If Muslims took time to see just how bad the video is, they might realise it's not worth getting so upset about.
Back in the late 1980s when I was young and relatively innocent, my parents dragged me to a boring Sunday afternoon gathering at a Pakistani doctor's mansion.
Following an extra spicy lunch, we were forced to listen to our host curse and malign British novelist Salman Rushdie, author of The Satanic Verses. It took the doctor so long to defend the honour of the prophet Muhammad that we missed two out of five compulsory prayers.
One slightly irreverent uncle popped this question.
"So Dr Sahib, have you actually read the book?"
"Never would I poison my eyes with such filth!"
"So how do you know for certain whether Rushdie has blasphemed?"
Keeping this in mind, I recently forced myself to watch the 14-minute trailer of Innocence of Muslims, the uploading of which on YouTube has led to violent protests in numerous Arab countries and even in Sydney. I wanted to find out what all the fuss was about.
The first thing I noticed was the woeful acting. Even the puppets from Team America had more expression on their faces.
Then there was the clumsy script. The voices of actors appeared to change in mid-stream. Which makes sense given that at least one actor is now saying that the words she recited from the script were deliberately dubbed over.
But most comical of all were the fake bushy beards. One actor looked like his face had been infected by a blown-out fungal infection. Even stranger, the chap who played Muhammad had no facial hair whatsoever. He looked less like a 5th century Arab and more like Sylvester Stallone without muscles.
Perhaps one good way to diffuse the minority of imbecilic and violent protesters across various Arab cities is to show them the actual video. It's unlikely many would have seen it themselves. Perhaps viewing it alongside, say, Team America might make them realise their response might be a tad overblown.

§ **Records shown**:
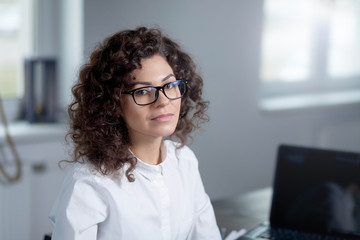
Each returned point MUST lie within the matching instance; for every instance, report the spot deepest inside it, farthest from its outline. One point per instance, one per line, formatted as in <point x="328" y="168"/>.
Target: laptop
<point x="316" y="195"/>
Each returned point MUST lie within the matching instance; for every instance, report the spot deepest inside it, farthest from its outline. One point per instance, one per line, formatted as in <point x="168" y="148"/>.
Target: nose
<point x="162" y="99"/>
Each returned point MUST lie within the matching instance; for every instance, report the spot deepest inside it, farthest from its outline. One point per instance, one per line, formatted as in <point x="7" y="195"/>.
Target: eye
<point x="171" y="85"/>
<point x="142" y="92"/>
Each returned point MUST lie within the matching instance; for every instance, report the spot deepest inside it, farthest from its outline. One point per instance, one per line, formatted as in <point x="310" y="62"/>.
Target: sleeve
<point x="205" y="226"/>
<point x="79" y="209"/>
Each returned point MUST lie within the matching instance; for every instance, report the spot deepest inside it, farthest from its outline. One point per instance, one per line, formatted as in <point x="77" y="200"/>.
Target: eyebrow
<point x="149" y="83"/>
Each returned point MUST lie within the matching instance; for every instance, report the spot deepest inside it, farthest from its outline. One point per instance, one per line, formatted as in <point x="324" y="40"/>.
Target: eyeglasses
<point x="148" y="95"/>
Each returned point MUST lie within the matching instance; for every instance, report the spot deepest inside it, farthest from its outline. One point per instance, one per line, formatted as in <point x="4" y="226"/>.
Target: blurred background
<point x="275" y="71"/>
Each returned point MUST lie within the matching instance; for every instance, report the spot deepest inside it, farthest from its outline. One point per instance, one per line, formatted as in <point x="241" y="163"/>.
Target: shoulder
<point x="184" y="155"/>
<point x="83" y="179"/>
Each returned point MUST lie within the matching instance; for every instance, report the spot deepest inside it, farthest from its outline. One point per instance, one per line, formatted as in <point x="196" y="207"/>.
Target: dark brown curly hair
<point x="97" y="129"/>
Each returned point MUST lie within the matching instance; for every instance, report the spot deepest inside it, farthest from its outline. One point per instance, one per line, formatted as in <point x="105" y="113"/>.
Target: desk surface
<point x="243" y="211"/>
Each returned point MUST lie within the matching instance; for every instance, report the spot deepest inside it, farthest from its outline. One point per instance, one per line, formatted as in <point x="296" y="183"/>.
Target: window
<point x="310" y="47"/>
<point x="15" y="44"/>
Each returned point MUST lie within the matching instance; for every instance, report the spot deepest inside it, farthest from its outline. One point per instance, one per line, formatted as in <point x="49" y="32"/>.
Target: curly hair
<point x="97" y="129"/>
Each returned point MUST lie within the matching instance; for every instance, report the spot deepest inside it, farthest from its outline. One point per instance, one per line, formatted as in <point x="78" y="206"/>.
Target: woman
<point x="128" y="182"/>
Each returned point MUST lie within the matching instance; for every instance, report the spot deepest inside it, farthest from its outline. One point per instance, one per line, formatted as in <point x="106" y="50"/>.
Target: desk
...
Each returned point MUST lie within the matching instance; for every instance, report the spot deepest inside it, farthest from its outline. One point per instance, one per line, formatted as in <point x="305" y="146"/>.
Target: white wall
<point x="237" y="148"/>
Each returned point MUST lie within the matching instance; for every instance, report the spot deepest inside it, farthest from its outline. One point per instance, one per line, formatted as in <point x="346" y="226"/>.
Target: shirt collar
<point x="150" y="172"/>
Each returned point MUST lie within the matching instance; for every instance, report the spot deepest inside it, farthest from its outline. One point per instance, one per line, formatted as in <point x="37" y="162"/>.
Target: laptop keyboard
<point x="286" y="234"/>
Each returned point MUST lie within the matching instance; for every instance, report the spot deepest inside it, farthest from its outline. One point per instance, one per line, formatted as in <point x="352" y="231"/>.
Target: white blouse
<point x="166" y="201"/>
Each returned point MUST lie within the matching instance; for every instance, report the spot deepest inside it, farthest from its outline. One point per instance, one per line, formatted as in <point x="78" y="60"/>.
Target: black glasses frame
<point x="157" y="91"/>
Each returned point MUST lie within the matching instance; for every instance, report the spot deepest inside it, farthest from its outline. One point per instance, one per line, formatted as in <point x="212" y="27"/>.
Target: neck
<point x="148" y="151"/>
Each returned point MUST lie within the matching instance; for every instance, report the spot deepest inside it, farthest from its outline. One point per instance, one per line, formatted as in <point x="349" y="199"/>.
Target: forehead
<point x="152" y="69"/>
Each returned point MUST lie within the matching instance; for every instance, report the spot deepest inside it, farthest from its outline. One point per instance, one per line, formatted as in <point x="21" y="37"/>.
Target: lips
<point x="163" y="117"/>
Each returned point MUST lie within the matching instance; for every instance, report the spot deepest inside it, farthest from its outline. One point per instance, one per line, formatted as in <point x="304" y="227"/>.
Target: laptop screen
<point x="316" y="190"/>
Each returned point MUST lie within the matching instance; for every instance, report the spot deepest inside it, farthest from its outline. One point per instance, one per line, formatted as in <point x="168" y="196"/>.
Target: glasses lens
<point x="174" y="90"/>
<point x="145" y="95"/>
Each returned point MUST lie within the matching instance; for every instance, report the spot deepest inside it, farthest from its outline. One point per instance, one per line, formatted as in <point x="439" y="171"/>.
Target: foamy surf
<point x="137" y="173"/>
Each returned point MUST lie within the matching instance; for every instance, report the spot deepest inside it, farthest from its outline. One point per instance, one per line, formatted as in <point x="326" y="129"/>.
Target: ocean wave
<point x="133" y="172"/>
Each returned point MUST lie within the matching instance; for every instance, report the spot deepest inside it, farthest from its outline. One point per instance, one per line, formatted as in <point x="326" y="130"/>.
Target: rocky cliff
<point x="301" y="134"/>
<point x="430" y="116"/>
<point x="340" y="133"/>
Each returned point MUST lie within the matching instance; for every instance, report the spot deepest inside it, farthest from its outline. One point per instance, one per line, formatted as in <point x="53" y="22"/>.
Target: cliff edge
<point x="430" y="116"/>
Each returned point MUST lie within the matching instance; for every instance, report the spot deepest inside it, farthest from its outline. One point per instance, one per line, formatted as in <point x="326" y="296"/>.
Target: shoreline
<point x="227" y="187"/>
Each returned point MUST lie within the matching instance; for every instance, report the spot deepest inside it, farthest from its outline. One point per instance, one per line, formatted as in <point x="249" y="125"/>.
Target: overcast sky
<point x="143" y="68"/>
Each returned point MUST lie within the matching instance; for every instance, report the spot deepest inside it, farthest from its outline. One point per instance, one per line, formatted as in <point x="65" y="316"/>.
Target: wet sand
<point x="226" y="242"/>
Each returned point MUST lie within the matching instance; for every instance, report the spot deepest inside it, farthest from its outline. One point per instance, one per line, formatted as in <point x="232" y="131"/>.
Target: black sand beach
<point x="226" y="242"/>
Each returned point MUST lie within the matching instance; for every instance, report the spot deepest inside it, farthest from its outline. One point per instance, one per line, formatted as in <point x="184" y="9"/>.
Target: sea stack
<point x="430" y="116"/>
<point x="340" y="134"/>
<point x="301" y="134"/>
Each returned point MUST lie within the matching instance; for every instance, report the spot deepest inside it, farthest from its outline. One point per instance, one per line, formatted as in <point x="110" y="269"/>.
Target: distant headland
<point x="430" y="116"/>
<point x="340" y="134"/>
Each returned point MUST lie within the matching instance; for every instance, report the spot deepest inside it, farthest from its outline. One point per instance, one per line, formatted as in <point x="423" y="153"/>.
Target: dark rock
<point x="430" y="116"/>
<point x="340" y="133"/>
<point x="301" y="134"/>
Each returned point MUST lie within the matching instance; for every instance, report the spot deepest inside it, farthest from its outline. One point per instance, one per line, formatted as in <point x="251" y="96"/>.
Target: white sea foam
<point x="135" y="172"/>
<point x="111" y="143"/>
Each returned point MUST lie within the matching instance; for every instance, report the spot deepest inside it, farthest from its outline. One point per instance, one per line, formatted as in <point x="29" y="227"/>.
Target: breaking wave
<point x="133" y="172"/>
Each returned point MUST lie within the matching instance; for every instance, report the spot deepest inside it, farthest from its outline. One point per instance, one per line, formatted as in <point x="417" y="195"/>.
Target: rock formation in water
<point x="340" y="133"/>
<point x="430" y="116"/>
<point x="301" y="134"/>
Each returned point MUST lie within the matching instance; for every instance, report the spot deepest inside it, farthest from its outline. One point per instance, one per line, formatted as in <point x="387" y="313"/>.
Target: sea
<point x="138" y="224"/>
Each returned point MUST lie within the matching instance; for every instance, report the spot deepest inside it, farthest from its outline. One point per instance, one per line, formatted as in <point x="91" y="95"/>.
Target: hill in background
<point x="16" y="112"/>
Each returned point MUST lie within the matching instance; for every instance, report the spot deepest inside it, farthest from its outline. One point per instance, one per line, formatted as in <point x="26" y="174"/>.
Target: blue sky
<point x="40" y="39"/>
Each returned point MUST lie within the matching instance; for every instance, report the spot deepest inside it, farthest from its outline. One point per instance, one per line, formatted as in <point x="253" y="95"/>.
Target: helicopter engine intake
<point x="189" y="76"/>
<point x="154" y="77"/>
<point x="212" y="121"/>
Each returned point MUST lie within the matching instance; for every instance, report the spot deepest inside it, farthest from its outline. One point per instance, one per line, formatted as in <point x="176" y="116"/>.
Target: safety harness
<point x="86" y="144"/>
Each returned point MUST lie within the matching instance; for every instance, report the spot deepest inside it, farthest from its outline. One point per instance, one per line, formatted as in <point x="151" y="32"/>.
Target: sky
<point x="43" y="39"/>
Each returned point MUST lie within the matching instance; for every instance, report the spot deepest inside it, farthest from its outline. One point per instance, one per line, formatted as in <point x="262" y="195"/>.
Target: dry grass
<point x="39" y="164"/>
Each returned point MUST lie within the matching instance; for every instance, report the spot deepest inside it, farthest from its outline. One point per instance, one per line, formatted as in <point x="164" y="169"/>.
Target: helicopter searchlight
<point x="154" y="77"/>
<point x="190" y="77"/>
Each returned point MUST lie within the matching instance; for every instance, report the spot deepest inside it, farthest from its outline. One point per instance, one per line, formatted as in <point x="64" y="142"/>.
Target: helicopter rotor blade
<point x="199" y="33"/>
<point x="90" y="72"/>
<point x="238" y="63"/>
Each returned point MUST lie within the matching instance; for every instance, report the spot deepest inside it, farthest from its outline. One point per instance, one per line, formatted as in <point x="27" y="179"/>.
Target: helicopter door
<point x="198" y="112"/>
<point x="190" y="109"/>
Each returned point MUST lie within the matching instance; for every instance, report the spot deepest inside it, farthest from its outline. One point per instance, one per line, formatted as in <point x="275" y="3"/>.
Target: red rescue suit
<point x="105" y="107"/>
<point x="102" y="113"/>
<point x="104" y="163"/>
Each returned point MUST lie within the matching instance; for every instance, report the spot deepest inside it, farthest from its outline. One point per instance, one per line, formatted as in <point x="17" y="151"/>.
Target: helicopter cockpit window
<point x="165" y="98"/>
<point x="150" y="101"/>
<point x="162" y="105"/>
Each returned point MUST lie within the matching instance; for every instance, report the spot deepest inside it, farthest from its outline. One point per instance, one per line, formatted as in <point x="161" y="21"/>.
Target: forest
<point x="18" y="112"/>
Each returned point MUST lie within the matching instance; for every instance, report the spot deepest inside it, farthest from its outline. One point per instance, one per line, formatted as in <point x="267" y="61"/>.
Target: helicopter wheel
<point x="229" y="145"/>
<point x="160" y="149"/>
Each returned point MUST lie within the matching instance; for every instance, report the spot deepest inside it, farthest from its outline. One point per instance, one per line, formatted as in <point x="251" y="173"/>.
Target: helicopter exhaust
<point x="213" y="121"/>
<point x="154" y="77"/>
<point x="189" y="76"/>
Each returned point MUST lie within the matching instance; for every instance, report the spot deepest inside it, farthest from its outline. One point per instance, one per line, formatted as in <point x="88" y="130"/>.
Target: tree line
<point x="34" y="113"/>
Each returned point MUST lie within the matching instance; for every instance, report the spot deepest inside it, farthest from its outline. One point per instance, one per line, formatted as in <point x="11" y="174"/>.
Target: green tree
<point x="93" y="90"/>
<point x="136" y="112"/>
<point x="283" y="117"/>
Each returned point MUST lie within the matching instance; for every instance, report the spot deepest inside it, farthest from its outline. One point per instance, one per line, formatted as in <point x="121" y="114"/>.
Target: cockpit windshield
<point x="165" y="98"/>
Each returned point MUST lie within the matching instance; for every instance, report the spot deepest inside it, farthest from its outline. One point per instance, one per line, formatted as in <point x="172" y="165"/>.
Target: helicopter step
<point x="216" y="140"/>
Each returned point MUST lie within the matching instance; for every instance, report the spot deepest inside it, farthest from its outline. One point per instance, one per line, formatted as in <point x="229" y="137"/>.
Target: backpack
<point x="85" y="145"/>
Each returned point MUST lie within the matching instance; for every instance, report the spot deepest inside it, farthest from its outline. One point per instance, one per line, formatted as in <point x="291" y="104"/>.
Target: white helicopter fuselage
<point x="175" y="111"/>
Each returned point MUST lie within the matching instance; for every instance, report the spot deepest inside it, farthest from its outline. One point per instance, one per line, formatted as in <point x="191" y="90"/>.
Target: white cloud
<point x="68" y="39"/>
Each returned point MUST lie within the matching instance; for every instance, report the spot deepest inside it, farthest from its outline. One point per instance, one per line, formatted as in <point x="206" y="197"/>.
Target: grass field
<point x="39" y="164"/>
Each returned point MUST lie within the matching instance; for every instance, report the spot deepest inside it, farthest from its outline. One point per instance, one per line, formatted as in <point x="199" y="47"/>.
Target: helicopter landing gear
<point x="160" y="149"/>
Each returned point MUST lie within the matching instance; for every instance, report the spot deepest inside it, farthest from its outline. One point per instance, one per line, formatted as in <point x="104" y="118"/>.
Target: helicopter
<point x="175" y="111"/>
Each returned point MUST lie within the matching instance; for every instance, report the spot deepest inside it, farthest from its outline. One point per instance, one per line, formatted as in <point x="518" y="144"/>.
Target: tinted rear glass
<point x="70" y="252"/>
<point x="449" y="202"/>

§ **Task requirements**:
1 > Which lines of spoken dialogue are quoted in the opinion piece about the Innocence of Muslims video? List them all.
2 > Carry on the opinion piece about the Innocence of Muslims video from its final sentence.

§ **Expected outputs**:
1 >
- "So Dr Sahib, have you actually read the book?"
- "Never would I poison my eyes with such filth!"
- "So how do you know for certain whether Rushdie has blasphemed?"

2 >
They might also ask themselves how their own prophet Muhammad reacted to the various insults thrown at him. A number of these insults are recorded in the Koran itself, eg, that he was a magician, a sorcerer etc. He and his followers didn't exactly go rioting through the streets of Mecca at such slights. As for murdering ambassadors, as happened in Libya, Muhammad is known to have threatened war on a city when he received reports that his own envoy and son-in-law Usman was murdered. One simply doesn't harm the messenger. Still, al-Qaeda (believed responsible for planning the US Ambassador's murder in Libya) aren't exactly known for taking Islamic orthodoxy terribly seriously.
Some parts of the dialogue were quite offensive, even if delivered in a clumsy manner. The result has been a number of peaceful protests which have largely gone unnoticed in Western news reports. In Sydney and Melbourne, major Muslim religious groups have condemned the movie and the violent responses, including riots taking place in Sydney.
In his statement, Australian Mufti Dr Ibrahim Abu Muhammad wrote: "The unwarranted reactions of attacking innocent people, embassies and public property is a disservice and a hijacking of the protest, because it will turn us from victims to aggressors, which is what the makers of this film want. Therefore we strongly condemn all actions of violence and lawlessness that took place in Australia."
Perhaps more importantly, Dr Abu Muhammad made it clear that although the film-maker may have been a Coptic Christian, his hatred must not be seen as reflecting on all members of this ancient Christian congregation. "We assert that this hateful group of individuals who happen to be Coptic have sold themselves and their homelands, they do not represent the Copts of Egypt, nor are they keepers of its churches."
Unlike the crazed protesters busy attacking embassies, the vast majority of unheard Muslims are following the approach of Dr Abu Muhammad and other religious authorities.
Were this not the case, and if the majority of Muslims were involved in violent protest, not a single Western embassy in any Muslim-majority country would be left standing.
And so we are living in a crazy world, one where the silent protests of the majority are ignored, despite their being more consistent with scripture than the antics of loud-mouthed violent publicity-hungry fanatics. Chapter 31 of the Koran says: "And be moderate in your movement; and lower your voice: verily the most unpleasant of voices is the braying of the donkey."
Irfan Yusuf is a lawyer in Australia and authot of Once Were Radicals: My Years As a Teenage Islamo-fascist.